◆ TEXT BLOCK
Boost Delta Lake Performance with Data Skipping and Z-Order

Michael Zhang
Salesforce Engineering
8 min readOct 20, 2020

Authors: Heng Zhang, Zhidong Ke, Kevin Terusaki, Yifeng Liu, Lucas Ung, Utsavi Benani

Introduction

We’ve written before about how we built an engagement activity platform to automatically capture and store user engagement activities and about the steps we took to greatly improve our pipeline stability by eliminating Conflicting Commits errors and maintaining data integrity. The type of activities we store are customer activities such as viewing a presentation or webinar or clicking on an email. The important thing for us to note is that an engagement is mutable. For example, a lead L could become a contact C with a new ID, and all engagements that belong L should be updated with the new ID of C. Therefore, our data lake of engagements is a mutable one.

Pipeline Design

The discussion in this blog post will focus on two pipelines: one is engagement ingestion, and the other is engagement mutation. Engagement Ingestion is a batch job to ingest Engagement records from Kafka and store them to Engagement Table. Engagement Mutation is the other batch job to handle mutation requests. One mutation request could lead to changes to multiple engagements.

Engagement Table Schema

All engagements belong to an organization, which is indicated in the column “OrgId” in the table below. Each engagement has a time and is rounded into a date indicated in the column “EngaementDate”. “Engagement” column is a struct type containing the detailed fields. The table is partitioned by OrgId and EngagementDate, which means data files are in an S3 key of {orgId}/{EngagementDate}/{file_name}.parquet

Mutation Request Schema

OrgId and EngagementDate indicate what partitions to change. MutationOperation could be DELETE (delete engagement) or CONVERT (e.g. change all engagements of a contact to a lead ). A mutation request could be translated to a delete, update, or insert operation to multiple engagements in the Engagement table.

◆ SHORT PROBLEM
According to the Delta Lake performance text, which two columns is the Engagement table partitioned by?

◆ COLLECTED DATA

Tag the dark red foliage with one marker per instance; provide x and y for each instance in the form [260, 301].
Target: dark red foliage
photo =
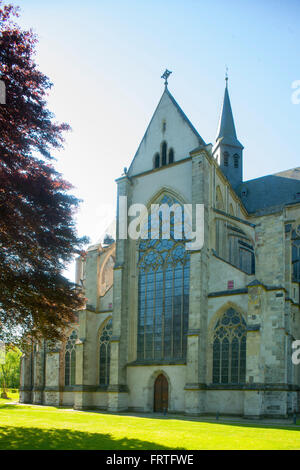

◆ WRITTEN SOLUTION
OrgId and EngagementDate.